- _Provided text_
━━━━━━━━

= Mr. Citizen (TV series) =

American anthology TV series (1955)

Mr. Citizen is a 30-minute American anthology series of dramas based on actual acts of heroism performed by average people. It was produced by Ed Byron and hosted by Allyn Edwards. Among its guest stars were Hal Holbrook, Paul Lukas, James Daly and Anne Seymour. Thirteen episodes aired on ABC from April 10, 1955 to July 13, 1955. Each episode included a prominent American's presentation of the Mister Citizen Award to the person featured.

==Format==
Episodes began with a dramatization of something that an ordinary citizen did that was heroic in nature. When that segment concluded, a camera was turned to the studio audience, revealing the person who had performed the heroic action. He or she was brought on stage and interviewed, after which the award was presented.

==Episodes==
- April 20, 1955 - "Late for Supper", starring Holbrook and Nancy Kenyon.
- May 18, 1955 - "A Present for Mary", starring William Gargan.
- June 9, 1955 - "The Friendly Stranger", starring Lukas.

==Production==
Sponsored by Liggett & Myers, Mr. Citizen replaced that company's Stuart Erwin program. Ed Byron was the producer, and Charles Tate was the director. Howard Rodman and Robert Shaw were the writers, and John Gart led the orchestra.

Mr. Citizen was broadcast live on Wednesdays from 8:30 to 9 p.m. Eastern Time.

==Critical response==
Gene Plotnik, writing in the trade publication Billboard, noted that Mr. Citizen contained elements "that have already proved successful in other programs", such as The Big Story and This Is Your Life. He cited some flaws in the premiere episode but suggested that the series "will probably do a pretty good selling job" for its sponsor.

━━━━━━━━

- _Source information_
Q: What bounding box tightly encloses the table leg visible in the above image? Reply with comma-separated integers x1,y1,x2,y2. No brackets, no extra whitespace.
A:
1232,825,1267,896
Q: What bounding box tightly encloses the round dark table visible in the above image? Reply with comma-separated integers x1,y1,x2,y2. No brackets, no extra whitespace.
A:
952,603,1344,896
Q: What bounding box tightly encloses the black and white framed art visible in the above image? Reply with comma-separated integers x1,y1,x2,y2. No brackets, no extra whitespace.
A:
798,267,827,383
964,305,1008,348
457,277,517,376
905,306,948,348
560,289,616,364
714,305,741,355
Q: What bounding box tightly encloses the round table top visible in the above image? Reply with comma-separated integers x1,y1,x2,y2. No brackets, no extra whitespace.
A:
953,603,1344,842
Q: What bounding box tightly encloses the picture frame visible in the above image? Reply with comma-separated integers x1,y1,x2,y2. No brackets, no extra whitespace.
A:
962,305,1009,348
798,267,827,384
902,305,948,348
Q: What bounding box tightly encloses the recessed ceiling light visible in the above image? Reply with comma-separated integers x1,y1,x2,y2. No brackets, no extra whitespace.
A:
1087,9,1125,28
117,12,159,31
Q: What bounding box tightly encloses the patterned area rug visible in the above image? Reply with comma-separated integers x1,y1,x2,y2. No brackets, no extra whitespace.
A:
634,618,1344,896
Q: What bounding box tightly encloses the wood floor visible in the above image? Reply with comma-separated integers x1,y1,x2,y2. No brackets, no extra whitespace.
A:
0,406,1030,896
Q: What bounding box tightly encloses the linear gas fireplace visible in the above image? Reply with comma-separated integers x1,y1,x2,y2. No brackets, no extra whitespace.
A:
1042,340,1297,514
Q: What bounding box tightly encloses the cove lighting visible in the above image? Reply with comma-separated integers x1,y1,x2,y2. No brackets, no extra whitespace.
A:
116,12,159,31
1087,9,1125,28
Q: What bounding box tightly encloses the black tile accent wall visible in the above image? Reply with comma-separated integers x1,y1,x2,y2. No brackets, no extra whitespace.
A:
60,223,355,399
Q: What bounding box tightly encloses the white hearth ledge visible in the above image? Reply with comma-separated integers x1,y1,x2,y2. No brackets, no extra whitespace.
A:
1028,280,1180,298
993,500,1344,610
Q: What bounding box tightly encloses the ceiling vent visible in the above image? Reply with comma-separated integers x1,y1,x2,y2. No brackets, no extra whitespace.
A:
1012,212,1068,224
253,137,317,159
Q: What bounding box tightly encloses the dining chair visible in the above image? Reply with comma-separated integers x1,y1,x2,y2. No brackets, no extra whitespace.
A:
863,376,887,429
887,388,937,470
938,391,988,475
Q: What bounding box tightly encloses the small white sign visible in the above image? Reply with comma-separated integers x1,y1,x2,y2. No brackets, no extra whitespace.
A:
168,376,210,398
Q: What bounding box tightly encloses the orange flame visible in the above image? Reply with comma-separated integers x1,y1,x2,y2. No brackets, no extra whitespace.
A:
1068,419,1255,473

━━━━━━━━

- _Study questions_
a - List the titles of every episode named in the Mr. Citizen text.
b - Copy the part of the Mr. Citizen text that opens with the words containing "- June 9, 1955" and closes with "p.m. Eastern Time.".
c - In the Mr. Citizen text, who directed the series?

- _Response list_
a -
"Late for Supper"
"A Present for Mary"
"The Friendly Stranger"

b -
- June 9, 1955 - "The Friendly Stranger", starring Lukas.

==Production==
Sponsored by Liggett & Myers, Mr. Citizen replaced that company's Stuart Erwin program. Ed Byron was the producer, and Charles Tate was the director. Howard Rodman and Robert Shaw were the writers, and John Gart led the orchestra.

Mr. Citizen was broadcast live on Wednesdays from 8:30 to 9 p.m. Eastern Time.

c - Charles Tate